▶ Document segment
Sarah Watkinson’s “Native Soil”

Congratulations to Sarah Watkinson for her debut novel Native Soil published by Moore and Weinberg which is a clever interweaving of real science and real life. She explores the tension between one character who wants to make a go of conservation farming and another who is committed to scientific research and a TV series. Woven into this plot is the theme of living through grief.  In addition, there are the Wharfedale moors, mud, muck, horses, lambs birthing and icy cold weather as well as cosy interiors, elegant clothes, glamorous and mysterious mothers, a Christmas party, lots of food and later a piano and a trip to Italy!  And there’s Oxhide Farm, a place as interesting as a human character.

▶ Records
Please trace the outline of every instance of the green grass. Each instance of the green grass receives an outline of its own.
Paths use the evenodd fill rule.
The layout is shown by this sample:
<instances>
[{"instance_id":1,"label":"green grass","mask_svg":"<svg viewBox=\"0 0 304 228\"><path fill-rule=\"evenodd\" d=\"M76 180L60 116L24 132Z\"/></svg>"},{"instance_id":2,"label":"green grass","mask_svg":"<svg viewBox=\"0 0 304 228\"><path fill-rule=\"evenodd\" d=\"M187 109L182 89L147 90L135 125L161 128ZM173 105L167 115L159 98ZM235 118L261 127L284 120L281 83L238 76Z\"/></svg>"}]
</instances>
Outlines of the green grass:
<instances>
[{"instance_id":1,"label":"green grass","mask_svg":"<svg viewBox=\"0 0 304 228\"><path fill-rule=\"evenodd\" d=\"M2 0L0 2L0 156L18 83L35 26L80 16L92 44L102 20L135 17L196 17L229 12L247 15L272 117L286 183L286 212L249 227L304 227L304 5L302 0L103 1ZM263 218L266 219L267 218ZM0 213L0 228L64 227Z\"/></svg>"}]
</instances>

▶ Given request
Quote the "Native Soil" review word for word, from its heading to its last sentence.

▶ Response to this task
Sarah Watkinson’s “Native Soil”

Congratulations to Sarah Watkinson for her debut novel Native Soil published by Moore and Weinberg which is a clever interweaving of real science and real life. She explores the tension between one character who wants to make a go of conservation farming and another who is committed to scientific research and a TV series. Woven into this plot is the theme of living through grief.  In addition, there are the Wharfedale moors, mud, muck, horses, lambs birthing and icy cold weather as well as cosy interiors, elegant clothes, glamorous and mysterious mothers, a Christmas party, lots of food and later a piano and a trip to Italy!  And there’s Oxhide Farm, a place as interesting as a human character.